What is asked ::
Return every one of the items below word for word, leaving the pictures out.

Records contained in a dataset
• • •

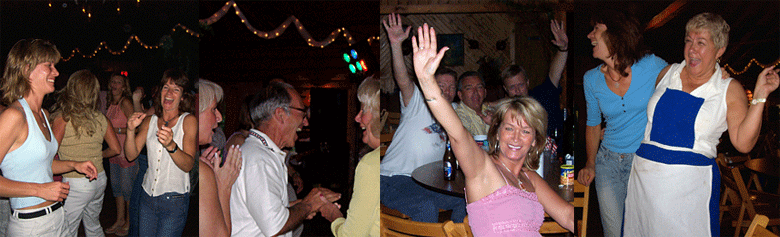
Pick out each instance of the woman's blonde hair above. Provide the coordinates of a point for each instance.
(125, 91)
(713, 23)
(208, 92)
(368, 95)
(535, 116)
(77, 102)
(23, 57)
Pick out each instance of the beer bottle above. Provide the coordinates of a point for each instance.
(449, 163)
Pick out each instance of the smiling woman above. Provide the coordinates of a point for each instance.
(28, 148)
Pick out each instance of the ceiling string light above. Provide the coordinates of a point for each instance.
(281, 28)
(104, 45)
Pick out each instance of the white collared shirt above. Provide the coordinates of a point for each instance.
(163, 175)
(259, 199)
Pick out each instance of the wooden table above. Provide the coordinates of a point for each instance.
(431, 176)
(767, 166)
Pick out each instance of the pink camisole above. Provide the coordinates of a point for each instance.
(508, 211)
(119, 120)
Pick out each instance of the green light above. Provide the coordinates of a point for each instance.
(346, 57)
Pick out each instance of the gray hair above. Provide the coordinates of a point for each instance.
(714, 24)
(208, 92)
(274, 96)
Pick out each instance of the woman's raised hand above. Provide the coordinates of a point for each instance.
(426, 59)
(767, 82)
(135, 120)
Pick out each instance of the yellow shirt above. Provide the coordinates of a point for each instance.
(84, 147)
(363, 214)
(471, 121)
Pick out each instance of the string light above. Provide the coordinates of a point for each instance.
(104, 45)
(732, 71)
(281, 28)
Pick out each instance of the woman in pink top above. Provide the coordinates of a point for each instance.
(122, 172)
(505, 195)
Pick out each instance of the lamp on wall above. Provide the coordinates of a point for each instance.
(473, 44)
(501, 44)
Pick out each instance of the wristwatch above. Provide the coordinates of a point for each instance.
(755, 101)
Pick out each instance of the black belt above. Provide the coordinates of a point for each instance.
(42, 212)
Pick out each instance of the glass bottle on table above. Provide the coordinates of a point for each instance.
(449, 163)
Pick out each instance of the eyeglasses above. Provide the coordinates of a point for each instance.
(305, 111)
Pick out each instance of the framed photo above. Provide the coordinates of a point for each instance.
(454, 56)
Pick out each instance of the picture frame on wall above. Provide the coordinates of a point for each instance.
(454, 56)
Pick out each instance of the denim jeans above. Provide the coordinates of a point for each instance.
(163, 215)
(135, 197)
(612, 172)
(401, 193)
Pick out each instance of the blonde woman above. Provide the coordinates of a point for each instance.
(27, 145)
(81, 129)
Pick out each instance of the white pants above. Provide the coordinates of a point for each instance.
(5, 215)
(49, 225)
(84, 202)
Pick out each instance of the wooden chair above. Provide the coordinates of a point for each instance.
(395, 223)
(552, 227)
(758, 227)
(396, 226)
(748, 202)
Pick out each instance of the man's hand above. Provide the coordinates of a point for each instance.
(395, 30)
(54, 191)
(559, 32)
(86, 168)
(331, 211)
(209, 155)
(426, 60)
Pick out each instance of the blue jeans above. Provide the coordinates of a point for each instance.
(164, 215)
(135, 197)
(612, 172)
(401, 193)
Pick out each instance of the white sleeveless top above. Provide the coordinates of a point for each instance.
(710, 121)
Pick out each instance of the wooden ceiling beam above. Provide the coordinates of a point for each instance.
(485, 7)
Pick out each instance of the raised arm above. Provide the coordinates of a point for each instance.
(182, 154)
(560, 210)
(397, 34)
(137, 127)
(13, 126)
(426, 61)
(113, 143)
(744, 123)
(559, 60)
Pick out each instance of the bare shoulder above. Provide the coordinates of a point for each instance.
(13, 116)
(190, 121)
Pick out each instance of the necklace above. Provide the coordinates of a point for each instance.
(519, 183)
(169, 120)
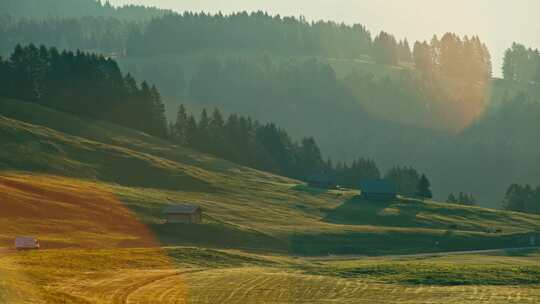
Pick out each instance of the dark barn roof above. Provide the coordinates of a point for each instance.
(181, 209)
(378, 186)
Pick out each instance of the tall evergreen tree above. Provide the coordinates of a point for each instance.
(424, 187)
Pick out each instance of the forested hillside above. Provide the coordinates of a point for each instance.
(41, 9)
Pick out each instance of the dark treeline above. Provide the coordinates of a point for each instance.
(41, 9)
(264, 146)
(267, 147)
(387, 50)
(276, 91)
(188, 32)
(83, 84)
(244, 31)
(522, 199)
(521, 64)
(451, 56)
(104, 34)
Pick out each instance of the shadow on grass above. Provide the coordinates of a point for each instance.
(357, 211)
(398, 242)
(216, 235)
(308, 189)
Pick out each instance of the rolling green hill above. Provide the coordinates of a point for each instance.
(244, 208)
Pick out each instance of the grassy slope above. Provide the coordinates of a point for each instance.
(179, 275)
(245, 208)
(82, 183)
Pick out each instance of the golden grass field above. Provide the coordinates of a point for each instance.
(93, 194)
(153, 276)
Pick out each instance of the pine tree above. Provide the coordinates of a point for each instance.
(452, 199)
(179, 129)
(424, 186)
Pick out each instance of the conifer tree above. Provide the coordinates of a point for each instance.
(424, 186)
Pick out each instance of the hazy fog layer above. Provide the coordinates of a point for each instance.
(498, 22)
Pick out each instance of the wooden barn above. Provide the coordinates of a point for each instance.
(26, 243)
(378, 190)
(183, 213)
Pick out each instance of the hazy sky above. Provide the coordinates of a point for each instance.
(497, 22)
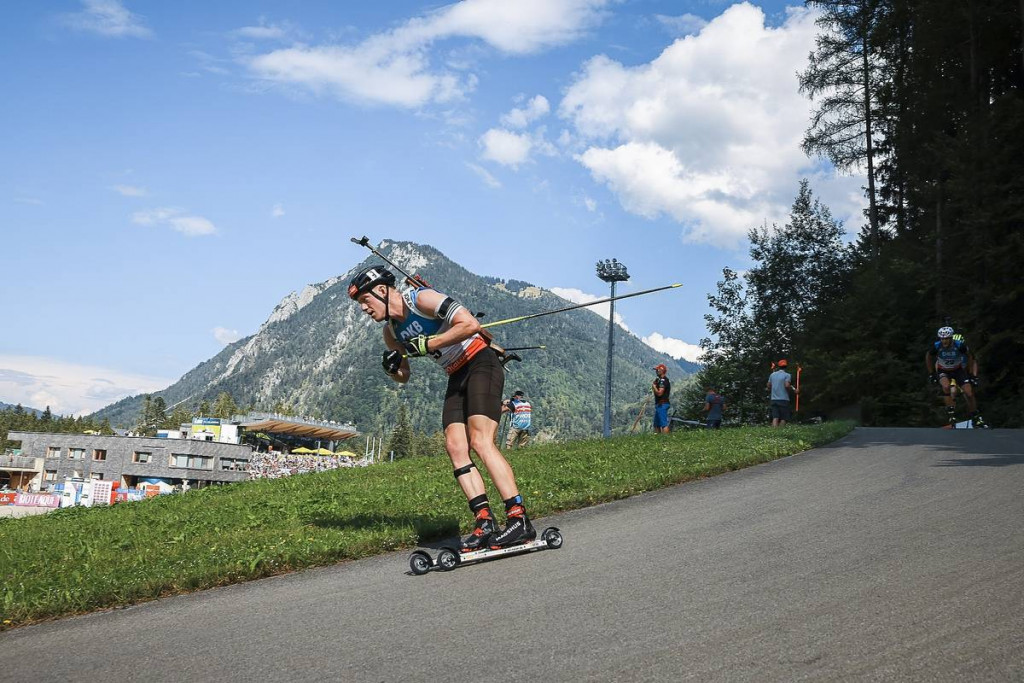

• • •

Result of this exercise ::
Pick out each instance of the woman's blonde hair above. Provide the coordinates of a point for each instance.
(125, 91)
(713, 23)
(208, 92)
(368, 95)
(535, 116)
(77, 102)
(23, 57)
Pick out each instance of the beer bottle above. Provide the coordinates of a point for each instance.
(449, 163)
Pick out each instance of the smiling woman above. Provide the coordinates of a point for each instance.
(28, 148)
Pick out each instance of the ceiling string light above. Provide the coordinates of a point for each instance.
(281, 28)
(104, 45)
Pick out each instance of the white collared shirt above. Provide the coordinates of a point for each instance.
(163, 175)
(259, 199)
Pick out each instance of the wooden table above. Provide the coordinates of a point for each instance.
(431, 176)
(767, 166)
Pick out each instance of the pink camisole above. Provide the coordinates of a point for each instance.
(508, 211)
(119, 120)
Pick out each instance of the green light above. Provide the coordinates of a point for each instance.
(346, 57)
Pick out each instance of the gray hair above. Provide the coordinates of a point for each instance.
(714, 24)
(208, 92)
(274, 96)
Pick out each instance of the woman's raised hand above. Provide the coordinates of a point for each instance.
(426, 59)
(767, 82)
(135, 120)
Pick out each instance of the yellow shirt above. Provide the coordinates of a point for each instance.
(84, 147)
(363, 214)
(471, 121)
Pick out each instance of the string light above. Provide the coordinates of a point for each instance.
(104, 45)
(732, 71)
(281, 28)
Pick out each instance of the woman in pink top above. Provide the coordinates of a point for each instance.
(122, 172)
(505, 195)
Pick out each instance of the lamp on wall above. Provide the coordinates of a point for each instance.
(473, 44)
(501, 44)
Pick out each instance of the wristwatch above. Provide the coordinates of a point for each instance.
(755, 101)
Pick out each instance of the black belt above. Provide the coordinates of a point for each instance.
(42, 212)
Pick out each instance of the glass bottle on table above. Provide the coordinates of a point for each instance.
(449, 163)
Pick out each instance of the eyeglasses above. Provide the coordinates of a point for each instance.
(305, 111)
Pick out each instance of the framed photo above. Provide the coordinates of a point for each instance.
(454, 56)
Pick out each instance of the picture frame on wall above. Provide the coordinates of a point for each instance.
(454, 56)
Pick out each instance of the denim jeans above. Provide the coordinates of a point for each instance.
(163, 215)
(135, 197)
(612, 172)
(401, 193)
Pick out each instance of the blonde woman above. Provide the coordinates of a point for each instance.
(27, 145)
(81, 129)
Pick out each instance of the white pants above. Provide the coordinates of a point for each instance.
(5, 215)
(49, 225)
(84, 202)
Pick out each instance of the wooden chair above. Provide the coordinates of a point for each instance.
(395, 223)
(552, 227)
(758, 227)
(396, 226)
(748, 202)
Pick out each instance of the man's hand above. Provide the coordinates of a point for each instance.
(395, 30)
(54, 191)
(559, 32)
(86, 168)
(331, 211)
(209, 155)
(426, 60)
Pick out each instance of the blue jeans above. Provide the coordinates of a point for each instance.
(164, 215)
(135, 197)
(612, 172)
(401, 193)
Pick out each instance of the white sleeveless top above. Provide the coordinates of a point for each instance.
(710, 121)
Pick out each instance of the wooden ceiling beam above. Provide the coordinates of a point for each instance.
(485, 7)
Pick out each instance of the raised arm above. Provide the coordinates of a point for each instance.
(182, 154)
(560, 210)
(397, 34)
(137, 127)
(13, 126)
(426, 61)
(113, 143)
(744, 123)
(559, 60)
Pick out each instance of the bare shoulder above. Provide the coordinates of a point for each instance.
(13, 116)
(190, 121)
Pick out each instance of the necklace above. Provide the coordinates of a point for each instance.
(519, 183)
(169, 120)
Pick out each instance of the dark barn roof above. Provide the coordinates of a point for each instance.
(181, 209)
(378, 186)
Pick out each instance of the tall evergreen tree above. Provide the coordinates of a point for each instance.
(424, 187)
Pick out each instance of the forested hillside above. Provide the coordinates of a point for each instance.
(41, 9)
Pick out each instance of the dark treeline above. Provide the coordinates of a point for each instance.
(41, 9)
(264, 146)
(267, 147)
(387, 50)
(276, 91)
(188, 32)
(83, 84)
(244, 31)
(522, 199)
(521, 64)
(451, 56)
(104, 34)
Pick out each instance of the shadow on grass above. Provide the coordinates of a point for each instance.
(357, 211)
(398, 242)
(216, 235)
(308, 189)
Pick out each instance of the rolling green hill above. Provide the coordinates of a point for each instance.
(244, 208)
Pick out each instance of the grassy slope above. Provide the coordinates of a point for each instance.
(179, 275)
(245, 208)
(82, 183)
Pick out each instance of the golden grass field above. Provide the coordinates of a point for each instance.
(93, 194)
(153, 276)
Pick out each instance of the pine tree above. Provide the coordinates of a point for each instance.
(452, 199)
(179, 129)
(424, 186)
Pick out each instance of the conifer tree above. Provide the coordinates of a point for each instance.
(424, 186)
Pick out each instance of the hazy fog layer above. Provide the coordinates of a point for each instance.
(498, 22)
Pick out each instance of the wooden barn above. Provide the coordinates of a point for each instance.
(26, 243)
(378, 190)
(183, 213)
Pick out each instance of the hazy sky above. Provide the coordinates of a point for each instance.
(497, 22)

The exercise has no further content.